▶ _Conjunto de tarefas_:
(1) Transcreva do trecho selecionado a passagem que vai de "Uma moral, além" até "um homem livre.".
(2) Segundo a observação de Foucault citada no trecho selecionado, com o que o indivíduo moderno em geral se preocupa?
(3) Explique, com base no trecho selecionado, por que Sócrates associa a virtude à beleza.

▶ _Trecho selecionado_:
——————————
Uma moral, além disso, que combina critérios éticos
e estéticos de comportamento. Ainda sobre a corte de Ciro,
Xenofonte conta que, vendo-os, dir-se-ia que tomavam a beleza
por modelo. Uma estética da existência,
portanto, na qual se encontrava fundamento para repudiar o desregramento,
o abuso, a violência, a fraqueza e o vício.
Uma
observação de Sócrates expressa bem a articulação
dessa ética do cuidado de si, não apenas com a liberdade
do ser humano, mas também com a bondade e a justiça:
Aquele que se deixa dominar pelos prazeres do corpo... torna-se
incapaz de praticar o bem, e não é um homem livre.
A dimensão estética da virtude aparece igualmente
e de várias maneiras na fala de Sócrates: A
virtude consiste numa beleza de arranjo da alma, diz ele;
a virtude e a beleza de uma coisa estão ambas no
arranjo que corresponde à sua própria natureza.
A temperança mesma é definida como uma espécie
de ordem harmoniosa introduzida na vida de quem a cultiva - agradável
e admirável aos olhos dos outros.
Estética
da Existência
É
característica do pensamento grego a vinculação
entre beleza e virtude, esta última associada a força
e coragem, mais do que a uma renúncia de si. Mas nós
também ainda lhe prestamos reconhecimento nas expressões
bonita ação, gesto bonito,
bela atitude. Foucault, historiador e admirador da
ética do cuidado de si, levanta a observação
crítica de que o indivíduo moderno em geral se preocupa
com o aspecto da luminária de sua sala, mas não
mostra o mesmo interesse pela beleza de sua própria existência.
——————————
▶ _Dados extraídos_:

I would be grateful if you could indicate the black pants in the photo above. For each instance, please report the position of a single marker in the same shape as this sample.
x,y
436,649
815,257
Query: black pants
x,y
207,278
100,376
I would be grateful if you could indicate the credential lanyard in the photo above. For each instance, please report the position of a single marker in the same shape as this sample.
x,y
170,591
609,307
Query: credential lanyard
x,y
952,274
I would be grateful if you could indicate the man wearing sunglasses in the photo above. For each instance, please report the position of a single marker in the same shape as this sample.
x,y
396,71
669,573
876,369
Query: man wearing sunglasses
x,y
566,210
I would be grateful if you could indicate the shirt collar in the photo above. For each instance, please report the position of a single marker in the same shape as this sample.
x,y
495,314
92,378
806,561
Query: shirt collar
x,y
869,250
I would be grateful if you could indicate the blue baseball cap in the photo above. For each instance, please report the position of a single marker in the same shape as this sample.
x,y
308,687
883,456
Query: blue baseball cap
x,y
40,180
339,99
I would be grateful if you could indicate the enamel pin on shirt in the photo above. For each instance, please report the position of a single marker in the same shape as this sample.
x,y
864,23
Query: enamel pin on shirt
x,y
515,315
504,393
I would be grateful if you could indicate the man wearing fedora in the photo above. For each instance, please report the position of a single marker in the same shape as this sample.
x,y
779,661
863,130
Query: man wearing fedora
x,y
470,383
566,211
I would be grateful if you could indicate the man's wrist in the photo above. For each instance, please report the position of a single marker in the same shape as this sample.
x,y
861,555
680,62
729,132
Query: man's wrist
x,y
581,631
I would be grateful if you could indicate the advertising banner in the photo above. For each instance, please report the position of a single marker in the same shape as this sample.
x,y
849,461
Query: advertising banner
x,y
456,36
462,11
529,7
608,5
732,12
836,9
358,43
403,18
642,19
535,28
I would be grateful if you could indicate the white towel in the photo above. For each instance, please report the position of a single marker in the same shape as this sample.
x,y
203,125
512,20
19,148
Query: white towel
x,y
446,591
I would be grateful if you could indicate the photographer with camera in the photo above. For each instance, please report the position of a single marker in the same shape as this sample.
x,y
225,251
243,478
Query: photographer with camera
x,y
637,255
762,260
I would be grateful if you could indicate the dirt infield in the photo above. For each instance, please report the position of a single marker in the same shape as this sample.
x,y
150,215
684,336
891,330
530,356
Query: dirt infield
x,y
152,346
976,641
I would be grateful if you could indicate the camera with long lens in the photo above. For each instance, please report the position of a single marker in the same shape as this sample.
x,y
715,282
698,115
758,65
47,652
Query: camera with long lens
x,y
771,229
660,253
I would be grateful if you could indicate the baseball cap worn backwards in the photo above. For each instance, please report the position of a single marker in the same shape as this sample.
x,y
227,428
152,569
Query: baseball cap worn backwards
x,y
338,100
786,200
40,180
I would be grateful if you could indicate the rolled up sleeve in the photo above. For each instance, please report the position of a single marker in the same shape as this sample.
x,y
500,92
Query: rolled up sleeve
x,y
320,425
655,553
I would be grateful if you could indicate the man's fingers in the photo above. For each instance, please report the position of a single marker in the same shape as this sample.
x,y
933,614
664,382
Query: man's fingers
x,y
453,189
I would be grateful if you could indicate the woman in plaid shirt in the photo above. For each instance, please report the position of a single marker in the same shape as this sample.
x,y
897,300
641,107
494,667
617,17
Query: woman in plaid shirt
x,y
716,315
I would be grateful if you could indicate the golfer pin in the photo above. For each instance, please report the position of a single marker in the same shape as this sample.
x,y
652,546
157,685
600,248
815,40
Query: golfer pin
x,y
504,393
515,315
——————————
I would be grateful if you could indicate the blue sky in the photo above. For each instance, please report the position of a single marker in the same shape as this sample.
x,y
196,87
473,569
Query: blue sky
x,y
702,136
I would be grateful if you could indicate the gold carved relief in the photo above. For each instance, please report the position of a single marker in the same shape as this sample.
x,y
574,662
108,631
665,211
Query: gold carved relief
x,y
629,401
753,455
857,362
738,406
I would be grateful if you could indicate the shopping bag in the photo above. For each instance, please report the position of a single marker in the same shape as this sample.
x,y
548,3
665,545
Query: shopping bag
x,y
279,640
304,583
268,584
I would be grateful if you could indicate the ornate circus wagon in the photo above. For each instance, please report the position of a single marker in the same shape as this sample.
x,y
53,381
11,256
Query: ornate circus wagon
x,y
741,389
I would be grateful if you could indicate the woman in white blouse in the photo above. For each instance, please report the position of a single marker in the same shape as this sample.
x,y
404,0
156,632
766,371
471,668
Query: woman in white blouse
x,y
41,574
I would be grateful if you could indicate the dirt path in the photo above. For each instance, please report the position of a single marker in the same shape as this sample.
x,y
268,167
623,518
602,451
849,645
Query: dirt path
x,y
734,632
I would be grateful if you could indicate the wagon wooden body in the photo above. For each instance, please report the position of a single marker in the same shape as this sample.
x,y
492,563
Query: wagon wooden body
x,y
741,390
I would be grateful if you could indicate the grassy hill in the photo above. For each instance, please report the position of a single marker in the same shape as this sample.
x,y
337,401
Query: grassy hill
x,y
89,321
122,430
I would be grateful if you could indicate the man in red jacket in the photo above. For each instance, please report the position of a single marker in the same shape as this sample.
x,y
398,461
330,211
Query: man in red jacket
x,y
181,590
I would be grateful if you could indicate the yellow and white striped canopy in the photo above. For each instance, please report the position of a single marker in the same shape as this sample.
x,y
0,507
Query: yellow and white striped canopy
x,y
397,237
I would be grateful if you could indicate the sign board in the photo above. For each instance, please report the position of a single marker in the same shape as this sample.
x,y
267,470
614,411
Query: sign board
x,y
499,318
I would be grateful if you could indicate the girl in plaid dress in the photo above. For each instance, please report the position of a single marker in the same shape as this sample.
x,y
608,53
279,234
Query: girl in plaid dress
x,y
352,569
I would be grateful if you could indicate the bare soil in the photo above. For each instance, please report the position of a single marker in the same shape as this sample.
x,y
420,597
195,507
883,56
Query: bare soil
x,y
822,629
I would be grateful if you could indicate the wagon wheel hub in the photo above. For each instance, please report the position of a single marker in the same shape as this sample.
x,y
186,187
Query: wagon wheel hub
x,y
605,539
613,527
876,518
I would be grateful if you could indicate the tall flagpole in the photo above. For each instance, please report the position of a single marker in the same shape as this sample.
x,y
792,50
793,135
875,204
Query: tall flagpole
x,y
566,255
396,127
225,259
——————————
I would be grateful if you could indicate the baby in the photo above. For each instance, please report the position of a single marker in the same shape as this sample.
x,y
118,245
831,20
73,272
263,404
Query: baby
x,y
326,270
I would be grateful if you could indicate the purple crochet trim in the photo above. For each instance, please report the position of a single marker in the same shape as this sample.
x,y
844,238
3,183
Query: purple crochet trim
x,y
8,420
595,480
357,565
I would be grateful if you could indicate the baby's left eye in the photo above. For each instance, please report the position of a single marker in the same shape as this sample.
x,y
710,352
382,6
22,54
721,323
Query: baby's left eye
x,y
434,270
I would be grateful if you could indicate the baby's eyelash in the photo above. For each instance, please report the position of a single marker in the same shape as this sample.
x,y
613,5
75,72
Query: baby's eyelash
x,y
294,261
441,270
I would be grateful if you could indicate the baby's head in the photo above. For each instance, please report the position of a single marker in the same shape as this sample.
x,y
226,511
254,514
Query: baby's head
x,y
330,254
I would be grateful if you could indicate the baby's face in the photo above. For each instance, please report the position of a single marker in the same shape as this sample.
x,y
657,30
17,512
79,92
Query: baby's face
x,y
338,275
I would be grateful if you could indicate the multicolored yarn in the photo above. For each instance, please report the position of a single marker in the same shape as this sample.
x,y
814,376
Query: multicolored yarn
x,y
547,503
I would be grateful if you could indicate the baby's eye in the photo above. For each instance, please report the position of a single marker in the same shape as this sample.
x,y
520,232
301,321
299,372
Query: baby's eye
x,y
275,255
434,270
——————————
▶ _Conjunto de respostas_:
(1)
Uma moral, além disso, que combina critérios éticos
e estéticos de comportamento. Ainda sobre a corte de Ciro,
Xenofonte conta que, vendo-os, dir-se-ia que tomavam a beleza
por modelo. Uma estética da existência,
portanto, na qual se encontrava fundamento para repudiar o desregramento,
o abuso, a violência, a fraqueza e o vício.
Uma
observação de Sócrates expressa bem a articulação
dessa ética do cuidado de si, não apenas com a liberdade
do ser humano, mas também com a bondade e a justiça:
Aquele que se deixa dominar pelos prazeres do corpo... torna-se
incapaz de praticar o bem, e não é um homem livre.

(2) Com o aspecto da luminária de sua sala, mas não com a beleza de sua própria existência.

(3) Para Sócrates, a virtude consiste numa beleza de arranjo da alma. Tanto a virtude quanto a beleza de uma coisa estão no arranjo que corresponde à sua própria natureza.